■ Consegna:
Trasforma in un elenco numerato soltanto le righe dei record che partono da quella contenente "Target: woman's dark hair" e finiscono con quella contenente "284,141 -> 311,211", entrambe comprese. Tralascia le righe vuote.

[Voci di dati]
※ ※ ※

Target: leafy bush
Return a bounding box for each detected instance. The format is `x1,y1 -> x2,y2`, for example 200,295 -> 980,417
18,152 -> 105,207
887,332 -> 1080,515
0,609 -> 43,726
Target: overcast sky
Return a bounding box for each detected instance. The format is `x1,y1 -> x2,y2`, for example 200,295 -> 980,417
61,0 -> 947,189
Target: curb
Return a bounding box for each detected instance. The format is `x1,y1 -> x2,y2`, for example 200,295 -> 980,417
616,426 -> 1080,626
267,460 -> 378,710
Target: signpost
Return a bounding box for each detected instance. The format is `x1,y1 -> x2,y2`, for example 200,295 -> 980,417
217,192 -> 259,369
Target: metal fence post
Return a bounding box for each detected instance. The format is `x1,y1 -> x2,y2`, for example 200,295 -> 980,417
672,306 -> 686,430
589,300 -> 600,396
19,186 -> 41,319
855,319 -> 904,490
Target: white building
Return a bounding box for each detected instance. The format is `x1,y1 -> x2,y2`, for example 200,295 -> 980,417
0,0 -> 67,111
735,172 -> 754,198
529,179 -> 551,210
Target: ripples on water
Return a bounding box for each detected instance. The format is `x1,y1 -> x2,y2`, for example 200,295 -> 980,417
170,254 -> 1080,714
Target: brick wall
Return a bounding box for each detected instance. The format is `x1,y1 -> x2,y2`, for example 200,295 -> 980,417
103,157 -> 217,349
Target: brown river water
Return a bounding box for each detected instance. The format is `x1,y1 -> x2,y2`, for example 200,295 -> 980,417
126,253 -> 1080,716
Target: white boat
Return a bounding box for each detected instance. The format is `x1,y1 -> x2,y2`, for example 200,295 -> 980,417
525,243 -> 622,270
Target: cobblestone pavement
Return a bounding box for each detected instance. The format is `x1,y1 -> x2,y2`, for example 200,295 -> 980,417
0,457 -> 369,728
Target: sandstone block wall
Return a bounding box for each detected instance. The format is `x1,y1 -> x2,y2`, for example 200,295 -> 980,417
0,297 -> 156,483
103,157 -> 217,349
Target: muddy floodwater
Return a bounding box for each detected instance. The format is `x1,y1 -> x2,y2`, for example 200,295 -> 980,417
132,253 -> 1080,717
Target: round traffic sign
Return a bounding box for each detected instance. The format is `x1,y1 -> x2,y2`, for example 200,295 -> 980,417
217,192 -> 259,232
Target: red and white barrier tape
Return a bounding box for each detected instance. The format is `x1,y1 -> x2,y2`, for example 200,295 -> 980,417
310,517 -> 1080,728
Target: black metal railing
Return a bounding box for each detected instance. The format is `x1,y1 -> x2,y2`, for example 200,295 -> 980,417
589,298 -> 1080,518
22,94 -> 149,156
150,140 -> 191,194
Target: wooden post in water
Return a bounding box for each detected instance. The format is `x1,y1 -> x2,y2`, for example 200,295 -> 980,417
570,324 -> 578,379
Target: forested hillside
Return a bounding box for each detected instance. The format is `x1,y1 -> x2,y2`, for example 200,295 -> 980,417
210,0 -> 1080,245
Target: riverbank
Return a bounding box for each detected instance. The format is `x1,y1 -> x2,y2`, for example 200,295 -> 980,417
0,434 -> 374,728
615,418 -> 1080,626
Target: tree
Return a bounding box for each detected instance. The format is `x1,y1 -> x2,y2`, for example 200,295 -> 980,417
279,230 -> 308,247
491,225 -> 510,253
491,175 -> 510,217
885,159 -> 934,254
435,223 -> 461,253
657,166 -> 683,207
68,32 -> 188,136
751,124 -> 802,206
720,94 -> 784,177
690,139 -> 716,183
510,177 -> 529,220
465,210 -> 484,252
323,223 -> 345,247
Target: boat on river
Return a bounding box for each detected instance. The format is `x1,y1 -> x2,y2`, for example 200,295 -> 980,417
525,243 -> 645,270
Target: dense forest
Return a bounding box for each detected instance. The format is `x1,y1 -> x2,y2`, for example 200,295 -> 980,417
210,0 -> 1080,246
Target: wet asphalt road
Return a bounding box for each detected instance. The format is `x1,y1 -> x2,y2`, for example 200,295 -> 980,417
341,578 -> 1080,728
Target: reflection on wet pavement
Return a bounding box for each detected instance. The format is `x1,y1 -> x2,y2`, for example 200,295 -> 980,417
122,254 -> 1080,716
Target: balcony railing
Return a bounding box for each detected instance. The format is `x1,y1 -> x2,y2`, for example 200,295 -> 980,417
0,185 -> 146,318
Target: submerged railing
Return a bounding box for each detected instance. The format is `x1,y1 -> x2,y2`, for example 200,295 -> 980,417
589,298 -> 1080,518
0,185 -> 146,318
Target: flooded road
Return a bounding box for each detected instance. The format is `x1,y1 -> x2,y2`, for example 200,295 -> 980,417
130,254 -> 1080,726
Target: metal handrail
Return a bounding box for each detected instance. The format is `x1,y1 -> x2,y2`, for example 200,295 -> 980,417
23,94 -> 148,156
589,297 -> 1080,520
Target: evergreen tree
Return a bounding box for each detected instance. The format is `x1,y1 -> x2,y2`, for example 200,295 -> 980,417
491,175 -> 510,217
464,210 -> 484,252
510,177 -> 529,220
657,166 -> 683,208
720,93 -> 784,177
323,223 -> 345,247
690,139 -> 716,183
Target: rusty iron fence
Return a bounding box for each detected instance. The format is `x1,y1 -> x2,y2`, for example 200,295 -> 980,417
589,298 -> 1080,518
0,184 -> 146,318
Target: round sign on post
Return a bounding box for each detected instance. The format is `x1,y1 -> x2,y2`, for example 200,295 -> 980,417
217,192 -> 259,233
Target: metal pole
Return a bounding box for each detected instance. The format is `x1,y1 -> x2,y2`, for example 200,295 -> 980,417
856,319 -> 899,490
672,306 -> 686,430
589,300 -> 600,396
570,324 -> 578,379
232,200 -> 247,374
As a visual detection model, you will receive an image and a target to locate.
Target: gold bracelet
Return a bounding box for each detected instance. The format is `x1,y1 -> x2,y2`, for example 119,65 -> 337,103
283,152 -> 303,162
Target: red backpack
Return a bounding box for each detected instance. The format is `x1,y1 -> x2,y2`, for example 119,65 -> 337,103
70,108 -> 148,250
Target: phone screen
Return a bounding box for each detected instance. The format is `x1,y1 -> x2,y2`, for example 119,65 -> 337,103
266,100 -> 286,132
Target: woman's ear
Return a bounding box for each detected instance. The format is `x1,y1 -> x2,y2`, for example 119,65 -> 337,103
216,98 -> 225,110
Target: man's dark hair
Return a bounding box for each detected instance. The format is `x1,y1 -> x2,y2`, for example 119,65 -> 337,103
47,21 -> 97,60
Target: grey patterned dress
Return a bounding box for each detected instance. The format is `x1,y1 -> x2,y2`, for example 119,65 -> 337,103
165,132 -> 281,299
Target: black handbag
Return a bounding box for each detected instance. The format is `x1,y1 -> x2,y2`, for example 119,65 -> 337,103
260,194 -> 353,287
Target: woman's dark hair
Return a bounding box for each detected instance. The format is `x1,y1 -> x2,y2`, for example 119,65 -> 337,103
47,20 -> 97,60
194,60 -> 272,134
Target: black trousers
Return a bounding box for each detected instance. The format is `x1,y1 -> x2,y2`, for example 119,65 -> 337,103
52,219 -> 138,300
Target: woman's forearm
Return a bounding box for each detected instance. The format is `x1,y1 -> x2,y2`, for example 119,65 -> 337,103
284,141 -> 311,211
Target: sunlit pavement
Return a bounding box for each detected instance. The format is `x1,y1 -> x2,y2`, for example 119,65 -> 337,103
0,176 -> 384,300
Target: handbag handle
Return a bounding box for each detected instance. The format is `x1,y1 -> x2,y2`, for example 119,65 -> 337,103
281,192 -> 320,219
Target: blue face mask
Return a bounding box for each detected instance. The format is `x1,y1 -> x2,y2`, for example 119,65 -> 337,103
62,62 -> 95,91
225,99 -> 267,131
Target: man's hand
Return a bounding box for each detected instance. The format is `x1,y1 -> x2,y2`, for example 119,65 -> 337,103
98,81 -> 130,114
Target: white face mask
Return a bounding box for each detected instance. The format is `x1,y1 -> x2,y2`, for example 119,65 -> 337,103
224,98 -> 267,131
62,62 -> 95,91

※ ※ ※

■ Risultato:
1. Target: woman's dark hair
2. Return a bounding box for each detected instance. The format is `x1,y1 -> x2,y2`, for example 119,65 -> 337,103
3. 47,20 -> 97,60
4. 194,60 -> 272,134
5. Target: black trousers
6. Return a bounding box for each detected instance. The format is `x1,y1 -> x2,y2`, for example 119,65 -> 337,103
7. 52,219 -> 138,300
8. Target: woman's forearm
9. Return a bounding box for each detected instance. The format is `x1,y1 -> x2,y2`, for example 119,65 -> 337,103
10. 284,141 -> 311,211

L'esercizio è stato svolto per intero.